Dataset records about object locations
%%
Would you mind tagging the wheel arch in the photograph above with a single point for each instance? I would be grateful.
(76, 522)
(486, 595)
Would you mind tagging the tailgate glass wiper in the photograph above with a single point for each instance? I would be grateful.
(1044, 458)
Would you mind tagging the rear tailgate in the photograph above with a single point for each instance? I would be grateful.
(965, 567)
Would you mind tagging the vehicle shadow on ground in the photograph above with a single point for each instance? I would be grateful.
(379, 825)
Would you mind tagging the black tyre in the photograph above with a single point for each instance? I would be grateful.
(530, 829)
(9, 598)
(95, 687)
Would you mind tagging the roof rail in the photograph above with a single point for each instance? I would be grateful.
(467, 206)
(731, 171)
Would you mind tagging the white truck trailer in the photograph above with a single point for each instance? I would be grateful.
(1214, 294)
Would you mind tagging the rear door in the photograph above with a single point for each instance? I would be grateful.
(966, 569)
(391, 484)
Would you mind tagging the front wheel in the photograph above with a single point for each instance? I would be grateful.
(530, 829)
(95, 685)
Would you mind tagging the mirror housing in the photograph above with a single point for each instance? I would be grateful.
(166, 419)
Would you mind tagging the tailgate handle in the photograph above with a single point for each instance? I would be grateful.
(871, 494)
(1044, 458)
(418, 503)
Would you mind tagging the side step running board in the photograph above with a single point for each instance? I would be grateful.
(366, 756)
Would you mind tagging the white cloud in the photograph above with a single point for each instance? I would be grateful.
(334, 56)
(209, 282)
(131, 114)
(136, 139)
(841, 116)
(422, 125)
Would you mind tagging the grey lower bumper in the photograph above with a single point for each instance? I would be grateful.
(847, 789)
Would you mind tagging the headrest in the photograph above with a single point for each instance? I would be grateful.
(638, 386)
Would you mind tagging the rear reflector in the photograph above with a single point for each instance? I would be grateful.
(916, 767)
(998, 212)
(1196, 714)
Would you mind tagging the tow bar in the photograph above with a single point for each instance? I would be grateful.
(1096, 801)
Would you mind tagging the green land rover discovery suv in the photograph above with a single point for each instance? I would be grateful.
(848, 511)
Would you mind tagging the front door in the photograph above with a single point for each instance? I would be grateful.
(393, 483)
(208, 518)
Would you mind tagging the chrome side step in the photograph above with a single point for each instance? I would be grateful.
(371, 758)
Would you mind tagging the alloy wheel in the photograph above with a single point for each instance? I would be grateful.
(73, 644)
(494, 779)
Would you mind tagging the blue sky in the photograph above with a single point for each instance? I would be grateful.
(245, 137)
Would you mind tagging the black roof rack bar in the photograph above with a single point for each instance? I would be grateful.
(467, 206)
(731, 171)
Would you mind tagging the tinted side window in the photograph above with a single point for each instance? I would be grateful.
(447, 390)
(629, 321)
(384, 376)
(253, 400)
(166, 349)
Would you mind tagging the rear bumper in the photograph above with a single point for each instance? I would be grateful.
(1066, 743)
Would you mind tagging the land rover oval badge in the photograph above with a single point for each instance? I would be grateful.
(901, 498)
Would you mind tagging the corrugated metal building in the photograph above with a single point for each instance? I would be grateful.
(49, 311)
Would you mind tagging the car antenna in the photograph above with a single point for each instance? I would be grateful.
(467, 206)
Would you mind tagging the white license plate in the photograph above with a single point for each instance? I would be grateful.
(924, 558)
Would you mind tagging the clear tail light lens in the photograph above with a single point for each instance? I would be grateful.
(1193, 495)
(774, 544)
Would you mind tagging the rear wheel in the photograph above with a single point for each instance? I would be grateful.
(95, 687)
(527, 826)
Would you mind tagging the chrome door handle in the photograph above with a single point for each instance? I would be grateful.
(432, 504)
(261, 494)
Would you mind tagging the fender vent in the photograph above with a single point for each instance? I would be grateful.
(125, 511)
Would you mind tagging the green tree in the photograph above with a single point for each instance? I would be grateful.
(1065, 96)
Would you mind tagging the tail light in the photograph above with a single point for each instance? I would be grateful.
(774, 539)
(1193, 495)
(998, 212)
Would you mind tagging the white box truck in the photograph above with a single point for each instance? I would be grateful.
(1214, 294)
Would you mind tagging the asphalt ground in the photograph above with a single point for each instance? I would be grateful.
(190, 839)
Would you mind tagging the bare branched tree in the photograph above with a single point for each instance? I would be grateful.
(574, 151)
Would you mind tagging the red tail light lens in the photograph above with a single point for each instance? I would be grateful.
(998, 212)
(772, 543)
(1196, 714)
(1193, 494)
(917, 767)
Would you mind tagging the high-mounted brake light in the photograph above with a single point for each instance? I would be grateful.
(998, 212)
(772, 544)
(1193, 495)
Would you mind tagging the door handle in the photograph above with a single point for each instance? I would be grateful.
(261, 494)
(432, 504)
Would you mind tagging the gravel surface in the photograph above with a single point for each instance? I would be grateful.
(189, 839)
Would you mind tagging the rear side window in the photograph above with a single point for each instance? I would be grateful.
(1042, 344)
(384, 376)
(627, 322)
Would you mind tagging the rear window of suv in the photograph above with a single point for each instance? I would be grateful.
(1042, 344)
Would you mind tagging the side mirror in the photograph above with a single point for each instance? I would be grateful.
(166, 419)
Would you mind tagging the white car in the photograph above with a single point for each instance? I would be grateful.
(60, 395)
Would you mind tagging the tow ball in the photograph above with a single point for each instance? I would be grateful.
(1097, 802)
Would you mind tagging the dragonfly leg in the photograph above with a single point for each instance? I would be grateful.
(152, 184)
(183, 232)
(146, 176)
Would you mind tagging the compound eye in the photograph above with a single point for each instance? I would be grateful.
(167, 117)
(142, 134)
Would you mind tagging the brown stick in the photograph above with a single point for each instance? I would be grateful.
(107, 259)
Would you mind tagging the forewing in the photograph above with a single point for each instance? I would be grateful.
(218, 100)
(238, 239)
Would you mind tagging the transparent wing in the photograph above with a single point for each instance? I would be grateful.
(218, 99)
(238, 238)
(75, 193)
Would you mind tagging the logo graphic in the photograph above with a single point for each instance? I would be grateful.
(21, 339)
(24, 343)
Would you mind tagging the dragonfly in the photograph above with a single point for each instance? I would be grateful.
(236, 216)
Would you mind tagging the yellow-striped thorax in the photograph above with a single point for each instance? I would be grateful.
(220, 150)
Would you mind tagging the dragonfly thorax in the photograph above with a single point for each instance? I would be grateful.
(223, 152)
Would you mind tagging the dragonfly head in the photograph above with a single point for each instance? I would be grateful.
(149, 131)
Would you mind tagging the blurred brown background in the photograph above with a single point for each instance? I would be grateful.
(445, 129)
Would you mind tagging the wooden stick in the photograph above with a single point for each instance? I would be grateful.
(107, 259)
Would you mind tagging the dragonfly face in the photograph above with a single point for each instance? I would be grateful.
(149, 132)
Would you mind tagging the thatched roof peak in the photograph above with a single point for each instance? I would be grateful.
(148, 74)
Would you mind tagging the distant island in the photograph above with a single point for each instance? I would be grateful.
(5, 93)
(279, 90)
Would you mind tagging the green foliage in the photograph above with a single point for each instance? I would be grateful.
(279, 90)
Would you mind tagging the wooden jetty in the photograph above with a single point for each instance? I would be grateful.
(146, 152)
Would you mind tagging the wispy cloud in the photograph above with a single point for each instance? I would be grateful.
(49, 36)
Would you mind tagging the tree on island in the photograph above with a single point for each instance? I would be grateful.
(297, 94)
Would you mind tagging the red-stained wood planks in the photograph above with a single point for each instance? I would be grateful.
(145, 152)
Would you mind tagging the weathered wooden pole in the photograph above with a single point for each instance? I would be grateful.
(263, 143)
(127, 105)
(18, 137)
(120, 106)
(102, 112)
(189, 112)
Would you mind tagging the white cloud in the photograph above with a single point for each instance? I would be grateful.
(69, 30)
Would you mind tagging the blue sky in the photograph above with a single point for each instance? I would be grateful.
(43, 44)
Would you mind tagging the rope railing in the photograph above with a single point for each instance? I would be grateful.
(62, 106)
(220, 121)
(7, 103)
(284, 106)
%%
• _DESCRIPTION OF THE TASK_:
Copy exactly, and only, the lines from the one containing "Would you mind tagging the red-stained" through the last line of the listing.

• _COMPLETE ANSWER_:
Would you mind tagging the red-stained wood planks in the photograph above with a single point for each instance? I would be grateful.
(145, 152)
Would you mind tagging the weathered wooden pole in the photograph above with a single point for each instance? I would be grateful.
(263, 143)
(127, 105)
(18, 137)
(120, 106)
(102, 112)
(189, 112)
Would you mind tagging the white cloud in the photograph above with a single point for each instance? I would be grateful.
(69, 30)
Would you mind tagging the blue sky in the photograph above with a single point for each instance? I would be grateful.
(43, 44)
Would you mind tagging the rope railing in the photograph above with a single point for each instance? I would be grateful.
(62, 106)
(220, 121)
(7, 103)
(284, 106)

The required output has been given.